# Jesse James Is going to fly a P-51!



## r2800doublewasp (Jul 28, 2009)

I don't know if you guys have heard of the new show called Jesse James is a Deadman, but its where Jesse does stunts like crashing a monster truck in to a house or running from the cops in a custom camaro. I was watching TV when an ad came on for it saying he is gonna race a P-51! As far as I know hes NOT a pilot and he has a tendency for destroying something in each episode ( for example a brand new monster truck....). Hopefully he doesn't crash the P-51.....


----------



## vikingBerserker (Jul 28, 2009)

Well, if he does crash it, at least the show has a good title.....


----------



## Ferdinand Foch (Jul 29, 2009)

vikingBerserker said:


> Well, if he does crash it, at least the show has a good title.....



True VB, but I wonder if they could ever show something that destructive and violent on TV. 
As far as I'm concerned, Jesse James will be a deadman unless he takes some damn flying lessons.


----------



## beaupower32 (Jul 29, 2009)

——————

## Short problem
Pick up the forum thread about Jesse James flying a P-51 where it stops, starting with the post by beaupower32.

## Supplied material
——————

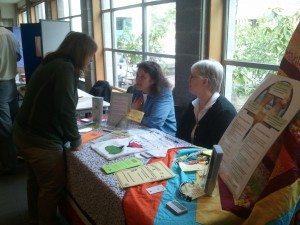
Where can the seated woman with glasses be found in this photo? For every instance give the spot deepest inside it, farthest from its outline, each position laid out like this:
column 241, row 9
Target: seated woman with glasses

——————

## Final result
Most like it will be a 2 seat P-51 and Jesse James will be riding in the back. I just dont see anyone who owns a Mustang giving it over to Jesse James so he can race it a few laps. But then again, anythings possible.


----------



## Catch22 (Jul 29, 2009)

Without having seen the commercial, my guess is what they meant by racing a P-51 is that he's going to be in a car that he's built and he's going to race _against_ a Mustang.


----------



## beaupower32 (Jul 29, 2009)

Well, I did some reading and found a interview where he says he races a P-51 at Reno and actuallys sets a new pylon record. Dont know how true it is, yall know how the internet is with rumors.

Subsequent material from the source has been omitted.